* Provided entries:
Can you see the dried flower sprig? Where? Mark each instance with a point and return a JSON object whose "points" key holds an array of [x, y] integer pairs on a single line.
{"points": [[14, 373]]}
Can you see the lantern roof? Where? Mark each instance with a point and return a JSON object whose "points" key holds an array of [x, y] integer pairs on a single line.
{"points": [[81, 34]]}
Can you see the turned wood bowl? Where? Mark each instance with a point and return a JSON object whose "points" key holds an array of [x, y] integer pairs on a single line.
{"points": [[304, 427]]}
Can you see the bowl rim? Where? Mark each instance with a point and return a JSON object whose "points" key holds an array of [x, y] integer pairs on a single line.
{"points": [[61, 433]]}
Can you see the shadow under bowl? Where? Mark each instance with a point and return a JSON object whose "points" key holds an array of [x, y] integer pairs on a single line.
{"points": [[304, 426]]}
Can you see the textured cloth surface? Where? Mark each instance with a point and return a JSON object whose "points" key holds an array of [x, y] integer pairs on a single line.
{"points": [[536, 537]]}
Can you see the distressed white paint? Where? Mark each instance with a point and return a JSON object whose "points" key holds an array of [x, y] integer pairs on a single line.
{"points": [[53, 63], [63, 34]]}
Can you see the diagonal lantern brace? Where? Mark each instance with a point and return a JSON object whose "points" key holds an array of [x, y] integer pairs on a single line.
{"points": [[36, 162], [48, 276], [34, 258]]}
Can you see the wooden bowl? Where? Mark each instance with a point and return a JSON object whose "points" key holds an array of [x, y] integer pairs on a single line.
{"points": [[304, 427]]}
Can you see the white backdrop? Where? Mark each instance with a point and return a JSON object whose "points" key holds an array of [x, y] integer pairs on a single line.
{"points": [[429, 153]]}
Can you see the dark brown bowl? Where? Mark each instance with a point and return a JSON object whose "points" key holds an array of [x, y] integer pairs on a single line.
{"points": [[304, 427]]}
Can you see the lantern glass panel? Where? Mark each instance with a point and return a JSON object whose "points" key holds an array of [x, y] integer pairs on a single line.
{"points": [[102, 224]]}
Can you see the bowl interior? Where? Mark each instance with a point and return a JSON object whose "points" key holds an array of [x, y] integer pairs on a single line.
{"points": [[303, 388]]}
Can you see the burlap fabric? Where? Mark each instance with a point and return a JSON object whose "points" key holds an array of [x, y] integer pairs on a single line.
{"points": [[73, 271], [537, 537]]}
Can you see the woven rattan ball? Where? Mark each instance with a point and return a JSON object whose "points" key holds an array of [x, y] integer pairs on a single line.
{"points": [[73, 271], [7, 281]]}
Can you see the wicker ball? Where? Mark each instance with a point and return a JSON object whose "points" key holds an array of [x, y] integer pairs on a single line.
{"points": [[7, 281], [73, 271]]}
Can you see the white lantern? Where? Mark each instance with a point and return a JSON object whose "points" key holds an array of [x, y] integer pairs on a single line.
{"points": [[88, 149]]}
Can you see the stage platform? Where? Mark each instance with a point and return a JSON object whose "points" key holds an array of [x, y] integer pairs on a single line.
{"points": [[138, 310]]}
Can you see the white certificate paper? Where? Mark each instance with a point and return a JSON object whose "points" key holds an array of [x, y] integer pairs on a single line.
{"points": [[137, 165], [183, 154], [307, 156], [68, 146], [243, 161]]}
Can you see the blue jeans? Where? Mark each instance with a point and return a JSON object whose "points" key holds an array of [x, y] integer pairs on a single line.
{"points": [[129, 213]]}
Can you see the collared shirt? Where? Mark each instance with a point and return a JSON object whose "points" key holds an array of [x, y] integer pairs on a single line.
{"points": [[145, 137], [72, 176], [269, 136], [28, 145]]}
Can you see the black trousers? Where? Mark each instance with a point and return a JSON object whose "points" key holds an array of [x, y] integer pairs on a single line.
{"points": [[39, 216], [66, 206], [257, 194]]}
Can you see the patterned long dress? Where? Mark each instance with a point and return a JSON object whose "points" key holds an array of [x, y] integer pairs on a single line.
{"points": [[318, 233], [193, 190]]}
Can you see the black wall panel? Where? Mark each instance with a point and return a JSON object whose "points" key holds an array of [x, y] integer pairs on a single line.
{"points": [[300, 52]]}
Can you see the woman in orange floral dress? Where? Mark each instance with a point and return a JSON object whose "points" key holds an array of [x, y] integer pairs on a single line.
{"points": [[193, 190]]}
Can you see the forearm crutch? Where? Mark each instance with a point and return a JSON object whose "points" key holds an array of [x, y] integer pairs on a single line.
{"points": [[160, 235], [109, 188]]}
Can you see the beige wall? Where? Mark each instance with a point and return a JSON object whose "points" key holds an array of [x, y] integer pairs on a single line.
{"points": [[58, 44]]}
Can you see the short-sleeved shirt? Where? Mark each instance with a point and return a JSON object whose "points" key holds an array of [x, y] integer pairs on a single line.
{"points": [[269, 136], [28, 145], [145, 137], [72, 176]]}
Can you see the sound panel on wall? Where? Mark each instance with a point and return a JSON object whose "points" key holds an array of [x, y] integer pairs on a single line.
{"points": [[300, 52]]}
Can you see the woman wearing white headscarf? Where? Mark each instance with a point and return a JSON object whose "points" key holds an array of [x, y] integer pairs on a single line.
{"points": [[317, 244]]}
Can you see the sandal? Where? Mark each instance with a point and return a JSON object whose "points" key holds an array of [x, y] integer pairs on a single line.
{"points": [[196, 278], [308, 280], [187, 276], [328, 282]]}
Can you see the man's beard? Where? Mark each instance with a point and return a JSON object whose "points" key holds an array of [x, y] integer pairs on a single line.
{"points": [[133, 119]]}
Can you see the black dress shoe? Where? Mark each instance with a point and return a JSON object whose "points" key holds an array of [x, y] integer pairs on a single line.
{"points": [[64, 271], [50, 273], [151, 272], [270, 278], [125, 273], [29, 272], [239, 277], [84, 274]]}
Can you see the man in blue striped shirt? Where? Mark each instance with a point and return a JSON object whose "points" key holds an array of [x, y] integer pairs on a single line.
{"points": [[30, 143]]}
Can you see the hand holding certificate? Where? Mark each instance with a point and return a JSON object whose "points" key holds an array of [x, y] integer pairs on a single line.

* Directions for this task:
Can you copy every entry above word for word, with nothing changed?

* Reply:
Can you see the dried flower sprig? Where? Mark each instance with a point and return a JSON object whose "points" key holds an array of [x, y] integer pairs on a single line.
{"points": [[14, 373]]}
Can you see the lantern roof? Where? Mark each instance with a point and return a JSON object whose "points" key holds an array of [x, y] integer pairs on a single line.
{"points": [[81, 34]]}
Can you see the turned wood bowl? Where? Mark each instance with a point and return a JSON object whose "points" key holds an array of [x, y] integer pairs on a single line.
{"points": [[304, 427]]}
Can you see the bowl rim? Where? Mark each instance with a point and return a JSON object whose "points" key holds an array of [x, y] integer pairs on a single line.
{"points": [[61, 433]]}
Can you see the shadow under bowl? Where? Mark each instance with a point and return a JSON object whose "points" key holds an array of [x, y] integer pairs on a single line.
{"points": [[304, 426]]}
Can you see the textured cloth surface? Where? Mark each instance with a point and return a JSON object whose "points" key holds an array of [x, y] integer pairs on a single line.
{"points": [[536, 537]]}
Can you see the distressed white paint? Where? Mark each instance with a point and return a JSON object whose "points" key holds an array of [x, y] integer pairs on a single line.
{"points": [[53, 63], [63, 34]]}
Can you see the diagonal lantern brace? Where? Mark each instance with a point and return a JSON object whose "points" key holds an array of [x, y] integer pairs on a single line.
{"points": [[36, 162], [48, 276], [34, 258]]}
Can you see the wooden bowl? Where? Mark each instance with a point and return a JSON object whose "points" key holds an array of [x, y] integer pairs on a single line.
{"points": [[304, 427]]}
Can you see the white backdrop? Where? Mark each instance with a point and return a JSON object whose "points" key holds an array of [x, y] integer pairs on a single line.
{"points": [[429, 153]]}
Can you see the dark brown bowl? Where? Mark each instance with a point and return a JSON object whose "points" key holds an array of [x, y] integer pairs on a single line.
{"points": [[304, 427]]}
Can you see the lantern glass panel? Where? Mark each instance with a point and return a JSON object whose "points" key holds an array of [x, y] integer pairs on a single line.
{"points": [[102, 224]]}
Can you see the bowl interior? Where? Mark each instance with a point and return a JSON object whose "points" key holds an array of [x, y] integer pairs on a single line.
{"points": [[303, 388]]}
Can you see the burlap fabric? Where? Mark each instance with a point and return a JSON object whose "points" key holds an array of [x, y] integer pairs on a single line.
{"points": [[73, 271], [537, 537]]}
Can you see the woven rattan ball? Where? Mark each instance with a point and return a JSON object whose "points" key holds an array of [x, y] integer pairs on a single line.
{"points": [[73, 271], [7, 281]]}
Can you see the wicker ball? Where? Mark each instance with a point and return a JSON object whose "points" key holds an array of [x, y] integer pairs on a single line.
{"points": [[7, 281], [73, 271]]}
Can you see the white lantern? Where? Mark each instance with a point and return a JSON object whose "points" key holds an array of [x, y] integer pairs on a single line.
{"points": [[88, 149]]}
Can you see the stage platform? Where? Mark each instance with a point and return a JSON object whose "points" key holds an array of [x, y] integer pairs on a single line.
{"points": [[138, 310]]}
Can you see the white certificate paper? Where? Mark each instance with a point and return a JSON object whose "points" key holds an array of [x, y] integer pairs on a single line.
{"points": [[137, 165], [183, 154], [307, 156], [68, 146], [243, 161]]}
Can you see the blue jeans? Where? Mark each instance with a point and return a JSON object whose "points" key holds an array of [x, y] integer pairs on a single line.
{"points": [[129, 213]]}
Can you see the collared shirt? Where? Mark each instance with a point and return a JSON object whose "points" key holds an array of [x, y] integer pairs on a single line.
{"points": [[145, 137], [72, 176], [269, 136], [28, 145]]}
Can you see the black trousers? Where? Mark each instance with a point and return a JSON object whose "points" key holds an array of [x, y] integer pairs on a single line.
{"points": [[39, 216], [66, 206], [257, 194]]}
Can you see the patterned long dress? Where? Mark each instance with a point and return a JSON object whose "points" key holds an array of [x, y] integer pairs on a single line.
{"points": [[318, 233], [193, 190]]}
Can you see the black wall panel? Where? Mark each instance with a point and return a JSON object whose "points" key holds an array of [x, y] integer pairs on a single line.
{"points": [[300, 52]]}
Can you see the woman in orange floral dress? Where? Mark each instance with a point and return a JSON object whose "points" key holds an array of [x, y] integer pairs on a single line.
{"points": [[193, 190]]}
Can you see the forearm crutch? Where? Mark each instance with a point and return a JSON object whose "points" key holds an array of [x, y] integer pairs on a single line.
{"points": [[160, 235], [109, 188]]}
Can you see the beige wall? Where? Mark each instance with a point and return a JSON object whose "points" key holds an array of [x, y] integer pairs on a single line.
{"points": [[58, 44]]}
Can you see the short-sleeved shirt? Where? Mark each instance with a point and return a JSON object whose "points" key holds an array of [x, y] integer pairs on a single line.
{"points": [[269, 136], [28, 145], [145, 137], [72, 176]]}
Can you see the sound panel on wall? Where? Mark each instance with a point and return a JSON object whose "points" key holds an array of [x, y] integer pairs on a single line.
{"points": [[300, 52]]}
Can you see the woman wearing white headscarf? Where? Mark each instance with a point and return a JSON object whose "points" key holds an array of [x, y] integer pairs on a single line.
{"points": [[317, 244]]}
Can you see the sandal? Where? Mark each instance with a point and return a JSON object whose "points" key holds an array of [x, y] integer pairs on a single line.
{"points": [[196, 278], [308, 280], [187, 276], [328, 282]]}
Can you see the man's beard? Where? Mark each instance with a point and return a JSON object whose "points" key holds an array of [x, y] integer pairs on a single line.
{"points": [[133, 119]]}
Can you see the black dress shoe? Where? Mark each instance with a point and return a JSON object whose "points" key holds an array of [x, y] integer pairs on a single line.
{"points": [[64, 271], [50, 273], [151, 272], [270, 278], [125, 273], [29, 272], [239, 277], [84, 274]]}
Can you see the man in blue striped shirt? Where? Mark each instance with a point and return a JSON object whose "points" key holds an array of [x, y] integer pairs on a single line.
{"points": [[30, 143]]}
Can you see the hand holding certificate? Where? Mark each instance with a point and return a JSON object whose "points" key holds an array of [x, y] integer pairs on a single line.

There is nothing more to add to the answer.